Please repeat, with no changes, the listing lines that begin at the line containing "# Mark the region of the dark" and stop after the line containing "regionseg --target=dark hair".

* START Dataset records *

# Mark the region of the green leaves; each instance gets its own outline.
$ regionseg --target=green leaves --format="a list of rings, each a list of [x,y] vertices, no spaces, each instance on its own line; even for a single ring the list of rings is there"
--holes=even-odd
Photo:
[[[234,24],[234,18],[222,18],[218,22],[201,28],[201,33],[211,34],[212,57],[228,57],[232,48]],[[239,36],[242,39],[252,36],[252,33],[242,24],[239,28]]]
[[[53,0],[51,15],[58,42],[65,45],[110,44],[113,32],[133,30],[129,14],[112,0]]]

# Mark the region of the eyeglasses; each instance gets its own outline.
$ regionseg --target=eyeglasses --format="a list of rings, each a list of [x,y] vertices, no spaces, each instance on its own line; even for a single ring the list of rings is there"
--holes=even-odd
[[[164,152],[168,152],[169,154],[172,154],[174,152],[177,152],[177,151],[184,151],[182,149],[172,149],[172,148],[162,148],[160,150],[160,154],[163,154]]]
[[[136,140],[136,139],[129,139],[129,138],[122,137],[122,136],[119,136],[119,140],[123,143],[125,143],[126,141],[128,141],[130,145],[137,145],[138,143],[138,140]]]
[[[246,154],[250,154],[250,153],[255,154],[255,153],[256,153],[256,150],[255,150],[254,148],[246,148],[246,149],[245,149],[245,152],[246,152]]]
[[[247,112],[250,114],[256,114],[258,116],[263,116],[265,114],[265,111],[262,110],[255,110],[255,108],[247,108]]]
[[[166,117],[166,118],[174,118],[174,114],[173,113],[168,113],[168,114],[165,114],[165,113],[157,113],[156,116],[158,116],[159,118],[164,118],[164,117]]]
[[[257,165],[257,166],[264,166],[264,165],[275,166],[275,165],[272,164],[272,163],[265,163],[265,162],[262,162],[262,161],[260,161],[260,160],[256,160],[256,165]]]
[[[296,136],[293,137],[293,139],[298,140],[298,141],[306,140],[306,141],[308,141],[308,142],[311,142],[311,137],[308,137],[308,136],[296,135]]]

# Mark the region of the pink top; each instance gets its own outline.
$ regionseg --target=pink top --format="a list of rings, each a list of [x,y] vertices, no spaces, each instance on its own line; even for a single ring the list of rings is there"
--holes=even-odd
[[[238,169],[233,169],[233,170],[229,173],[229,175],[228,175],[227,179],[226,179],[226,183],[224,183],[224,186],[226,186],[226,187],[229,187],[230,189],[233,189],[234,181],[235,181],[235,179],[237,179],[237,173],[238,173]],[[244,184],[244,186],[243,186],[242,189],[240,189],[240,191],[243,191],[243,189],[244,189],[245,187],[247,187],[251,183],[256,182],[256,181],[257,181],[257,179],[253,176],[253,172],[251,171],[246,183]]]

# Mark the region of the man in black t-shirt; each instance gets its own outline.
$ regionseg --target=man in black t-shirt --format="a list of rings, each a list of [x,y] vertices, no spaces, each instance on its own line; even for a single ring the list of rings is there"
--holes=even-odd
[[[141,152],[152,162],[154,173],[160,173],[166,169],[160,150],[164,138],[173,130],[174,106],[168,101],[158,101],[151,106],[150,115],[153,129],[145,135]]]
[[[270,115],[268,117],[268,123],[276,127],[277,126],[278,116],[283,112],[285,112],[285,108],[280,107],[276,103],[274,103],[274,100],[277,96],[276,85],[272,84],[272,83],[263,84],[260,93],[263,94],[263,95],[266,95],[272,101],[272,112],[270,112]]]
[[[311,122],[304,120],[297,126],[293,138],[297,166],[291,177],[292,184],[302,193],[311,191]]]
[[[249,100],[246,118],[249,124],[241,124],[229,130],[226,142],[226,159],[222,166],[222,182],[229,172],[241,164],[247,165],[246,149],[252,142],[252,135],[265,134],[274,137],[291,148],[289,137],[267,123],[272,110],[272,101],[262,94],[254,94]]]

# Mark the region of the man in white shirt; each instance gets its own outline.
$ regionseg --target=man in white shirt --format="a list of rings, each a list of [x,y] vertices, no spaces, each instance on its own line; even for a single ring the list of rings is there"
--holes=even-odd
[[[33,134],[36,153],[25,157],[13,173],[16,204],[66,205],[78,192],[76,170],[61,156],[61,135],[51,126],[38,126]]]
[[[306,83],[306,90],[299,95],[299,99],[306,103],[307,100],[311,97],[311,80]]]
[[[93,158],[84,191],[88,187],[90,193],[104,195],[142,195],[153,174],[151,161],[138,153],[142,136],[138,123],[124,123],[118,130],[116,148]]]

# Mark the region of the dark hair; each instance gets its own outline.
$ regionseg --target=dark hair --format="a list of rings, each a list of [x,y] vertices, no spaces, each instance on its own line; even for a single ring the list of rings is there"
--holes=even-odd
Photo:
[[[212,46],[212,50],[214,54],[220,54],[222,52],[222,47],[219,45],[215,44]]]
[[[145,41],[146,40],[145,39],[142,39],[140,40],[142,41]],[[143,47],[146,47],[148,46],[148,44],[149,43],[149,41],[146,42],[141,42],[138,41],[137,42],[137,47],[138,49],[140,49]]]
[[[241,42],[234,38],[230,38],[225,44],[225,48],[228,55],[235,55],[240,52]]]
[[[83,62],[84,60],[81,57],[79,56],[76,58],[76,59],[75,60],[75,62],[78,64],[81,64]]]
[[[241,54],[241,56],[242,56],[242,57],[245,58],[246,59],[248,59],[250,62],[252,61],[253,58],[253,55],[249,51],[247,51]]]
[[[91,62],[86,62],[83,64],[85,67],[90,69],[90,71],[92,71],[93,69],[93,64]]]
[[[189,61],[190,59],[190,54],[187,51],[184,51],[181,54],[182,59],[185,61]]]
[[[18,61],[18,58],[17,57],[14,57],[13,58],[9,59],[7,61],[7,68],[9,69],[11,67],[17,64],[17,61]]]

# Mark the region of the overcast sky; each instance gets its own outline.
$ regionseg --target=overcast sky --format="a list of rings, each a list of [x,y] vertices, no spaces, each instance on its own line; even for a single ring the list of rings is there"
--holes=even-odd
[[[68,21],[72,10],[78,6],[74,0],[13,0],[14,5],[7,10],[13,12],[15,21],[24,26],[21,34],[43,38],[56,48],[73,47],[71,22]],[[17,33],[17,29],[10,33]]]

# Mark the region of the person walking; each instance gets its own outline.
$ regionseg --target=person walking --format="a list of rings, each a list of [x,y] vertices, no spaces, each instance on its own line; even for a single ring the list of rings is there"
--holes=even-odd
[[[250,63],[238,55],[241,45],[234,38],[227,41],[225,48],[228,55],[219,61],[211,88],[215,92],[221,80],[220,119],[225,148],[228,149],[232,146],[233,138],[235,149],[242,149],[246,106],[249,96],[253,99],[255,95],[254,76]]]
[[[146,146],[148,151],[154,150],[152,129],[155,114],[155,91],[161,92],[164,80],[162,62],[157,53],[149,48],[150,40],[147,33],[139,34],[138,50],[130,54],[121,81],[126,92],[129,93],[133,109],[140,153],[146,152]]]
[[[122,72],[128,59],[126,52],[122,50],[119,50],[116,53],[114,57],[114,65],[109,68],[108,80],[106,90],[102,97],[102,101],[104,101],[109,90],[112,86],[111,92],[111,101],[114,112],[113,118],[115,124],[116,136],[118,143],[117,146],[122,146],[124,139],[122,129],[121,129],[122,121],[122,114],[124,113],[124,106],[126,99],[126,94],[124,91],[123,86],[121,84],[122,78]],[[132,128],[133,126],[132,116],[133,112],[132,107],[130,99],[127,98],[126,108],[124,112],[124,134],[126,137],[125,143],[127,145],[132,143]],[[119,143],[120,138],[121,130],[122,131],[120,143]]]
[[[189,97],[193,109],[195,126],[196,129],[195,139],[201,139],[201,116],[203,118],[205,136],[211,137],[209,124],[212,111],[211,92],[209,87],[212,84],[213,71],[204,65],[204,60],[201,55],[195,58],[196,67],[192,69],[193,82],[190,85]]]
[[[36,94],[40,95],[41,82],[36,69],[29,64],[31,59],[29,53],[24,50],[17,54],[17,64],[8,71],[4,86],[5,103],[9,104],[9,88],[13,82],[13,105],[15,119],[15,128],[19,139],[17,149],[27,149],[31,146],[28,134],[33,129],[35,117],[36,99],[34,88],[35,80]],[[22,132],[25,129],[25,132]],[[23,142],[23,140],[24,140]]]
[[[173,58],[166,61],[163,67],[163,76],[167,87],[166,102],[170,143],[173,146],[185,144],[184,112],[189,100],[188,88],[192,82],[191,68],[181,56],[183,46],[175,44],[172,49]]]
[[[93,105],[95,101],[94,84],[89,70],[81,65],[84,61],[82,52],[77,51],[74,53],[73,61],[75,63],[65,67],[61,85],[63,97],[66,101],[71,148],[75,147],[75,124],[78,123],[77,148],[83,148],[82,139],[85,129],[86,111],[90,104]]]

* END Dataset records *

The output -
# Mark the region of the dark hair; each instance gets its own outline.
$ regionseg --target=dark hair --format="a list of rings, each a list of [x,y] vertices, no spaces, each instance on its own line; even for a single ring the list of rings is there"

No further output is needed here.